== Aim of the exercise ==
All of the data below is to be copied exactly.
──────── Data supplied
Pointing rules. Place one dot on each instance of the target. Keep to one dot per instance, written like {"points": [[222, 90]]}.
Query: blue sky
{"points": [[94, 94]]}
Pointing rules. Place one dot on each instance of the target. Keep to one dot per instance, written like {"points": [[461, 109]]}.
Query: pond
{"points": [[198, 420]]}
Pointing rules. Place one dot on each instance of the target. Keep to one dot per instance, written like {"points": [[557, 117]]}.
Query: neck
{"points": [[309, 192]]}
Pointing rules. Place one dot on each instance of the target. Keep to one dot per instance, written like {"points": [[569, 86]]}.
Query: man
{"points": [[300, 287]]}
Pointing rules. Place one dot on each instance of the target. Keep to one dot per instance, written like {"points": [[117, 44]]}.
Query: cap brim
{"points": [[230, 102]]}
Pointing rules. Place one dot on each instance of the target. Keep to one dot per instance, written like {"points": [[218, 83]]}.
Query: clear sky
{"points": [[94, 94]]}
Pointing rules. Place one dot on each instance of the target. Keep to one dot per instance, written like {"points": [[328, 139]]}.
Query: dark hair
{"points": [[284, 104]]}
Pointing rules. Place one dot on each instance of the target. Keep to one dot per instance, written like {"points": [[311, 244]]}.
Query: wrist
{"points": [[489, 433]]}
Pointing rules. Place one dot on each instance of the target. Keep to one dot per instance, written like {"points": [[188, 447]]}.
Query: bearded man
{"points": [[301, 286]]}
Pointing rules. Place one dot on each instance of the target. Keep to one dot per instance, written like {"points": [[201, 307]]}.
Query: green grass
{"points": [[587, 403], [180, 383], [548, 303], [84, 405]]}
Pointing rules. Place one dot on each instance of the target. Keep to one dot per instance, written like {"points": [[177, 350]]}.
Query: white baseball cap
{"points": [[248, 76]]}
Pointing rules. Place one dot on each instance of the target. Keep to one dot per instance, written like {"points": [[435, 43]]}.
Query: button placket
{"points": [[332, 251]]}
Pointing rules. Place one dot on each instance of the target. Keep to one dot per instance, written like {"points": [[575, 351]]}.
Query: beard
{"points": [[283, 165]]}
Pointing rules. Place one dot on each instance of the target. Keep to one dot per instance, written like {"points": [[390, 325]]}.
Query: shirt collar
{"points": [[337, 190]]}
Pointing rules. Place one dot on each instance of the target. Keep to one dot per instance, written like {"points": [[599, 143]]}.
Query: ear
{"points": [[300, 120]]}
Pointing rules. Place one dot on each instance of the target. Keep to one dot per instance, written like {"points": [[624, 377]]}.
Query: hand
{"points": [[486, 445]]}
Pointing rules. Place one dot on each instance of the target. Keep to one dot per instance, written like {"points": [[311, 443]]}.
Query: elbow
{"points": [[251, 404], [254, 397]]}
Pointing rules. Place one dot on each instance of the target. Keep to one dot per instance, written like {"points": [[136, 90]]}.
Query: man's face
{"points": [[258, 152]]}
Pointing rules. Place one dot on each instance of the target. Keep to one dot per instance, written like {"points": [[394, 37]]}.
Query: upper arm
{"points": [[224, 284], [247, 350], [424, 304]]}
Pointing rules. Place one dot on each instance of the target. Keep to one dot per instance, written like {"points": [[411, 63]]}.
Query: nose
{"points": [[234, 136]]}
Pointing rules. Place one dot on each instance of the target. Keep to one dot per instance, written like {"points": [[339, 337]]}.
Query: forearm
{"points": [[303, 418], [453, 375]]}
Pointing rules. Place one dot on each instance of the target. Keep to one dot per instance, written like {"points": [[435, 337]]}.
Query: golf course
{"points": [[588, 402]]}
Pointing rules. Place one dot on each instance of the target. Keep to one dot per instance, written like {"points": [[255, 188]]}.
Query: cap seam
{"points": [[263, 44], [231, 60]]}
────────────────
== Reply to the exercise ==
Pointing rules. Place one dot on each instance of the target. Keep to one dot per instance, written like {"points": [[222, 90]]}.
Query: blue sky
{"points": [[94, 94]]}
Pointing rules. Place one dot on each instance of the target. Keep to one dot per instance, written like {"points": [[461, 109]]}.
Query: pond
{"points": [[198, 420]]}
Pointing rules. Place one dot on each instance of the target. Keep to one dot per instance, written like {"points": [[557, 117]]}.
Query: neck
{"points": [[309, 192]]}
Pointing rules. Place one dot on each instance of the target. Keep to one dot per instance, written like {"points": [[569, 86]]}.
Query: man
{"points": [[300, 287]]}
Pointing rules. Place one dot on each instance of the target. Keep to one dot per instance, written like {"points": [[117, 44]]}.
Query: cap brim
{"points": [[230, 102]]}
Pointing rules. Place one dot on each instance of the target. Keep to one dot per instance, written like {"points": [[218, 83]]}.
Query: clear sky
{"points": [[94, 94]]}
Pointing rules. Place one dot on each instance of the target. Keep to one dot per instance, written like {"points": [[328, 139]]}.
Query: dark hair
{"points": [[284, 104]]}
Pointing rules. Place one dot on each instance of the target. Keep to one dot per instance, written like {"points": [[311, 244]]}.
Query: wrist
{"points": [[489, 433]]}
Pointing rules. Place one dot on each instance of the target. Keep to one dot per instance, written like {"points": [[188, 447]]}.
Query: bearded man
{"points": [[301, 286]]}
Pointing rules. Place one dot on each instance of the target. Keep to one dot per instance, written like {"points": [[201, 307]]}.
Query: green grass
{"points": [[587, 403], [180, 383], [548, 303], [84, 405]]}
Pointing rules. Place one dot on each instance of the target. Keep to one dot per instance, written like {"points": [[177, 350]]}.
Query: white baseball cap
{"points": [[248, 76]]}
Pointing rules. Place one dot on each instance of the target. Keep to one dot per instance, written like {"points": [[435, 43]]}.
Query: button placket
{"points": [[332, 251]]}
Pointing rules. Place one dot on each instance of the target. Keep to one dot per instance, written like {"points": [[575, 351]]}.
Query: beard
{"points": [[283, 165]]}
Pointing rules. Place one dot on each instance of the target. Keep to one dot per instance, written like {"points": [[390, 325]]}.
Query: shirt collar
{"points": [[337, 190]]}
Pointing rules. Place one dot on each instance of the target. Keep to one dot per instance, written like {"points": [[599, 143]]}.
Query: ear
{"points": [[300, 120]]}
Pointing rules. Place one dot on each instance of the target. Keep to one dot per instance, written like {"points": [[624, 377]]}.
Query: hand
{"points": [[486, 445]]}
Pointing rules. Place one dot on each instance of the target. Keep to one dot per instance, written like {"points": [[311, 443]]}.
Query: elbow
{"points": [[251, 404], [254, 397]]}
Pointing rules. Place one dot on each instance of the target. Keep to one dot per instance, written like {"points": [[136, 90]]}.
Query: man's face
{"points": [[258, 152]]}
Pointing rules. Place one dot on each instance of the target. Keep to one dot per instance, written like {"points": [[394, 37]]}.
Query: upper arm
{"points": [[224, 284], [247, 350], [424, 304]]}
Pointing rules. Place one dot on each instance of the target. Keep to one dot per instance, written like {"points": [[411, 63]]}.
Query: nose
{"points": [[234, 136]]}
Pointing rules. Place one dot on each instance of the target. Keep to one dot per instance, written like {"points": [[339, 337]]}.
Query: forearm
{"points": [[303, 418], [453, 375]]}
Pointing rules. Place one dot on each instance of the target. Keep to one dot per instance, written like {"points": [[435, 337]]}.
Query: golf course
{"points": [[588, 402]]}
Pointing rules. Place one dot on each instance of the target. Keep to one dot per instance, written like {"points": [[255, 188]]}.
Query: cap seam
{"points": [[263, 44], [231, 60]]}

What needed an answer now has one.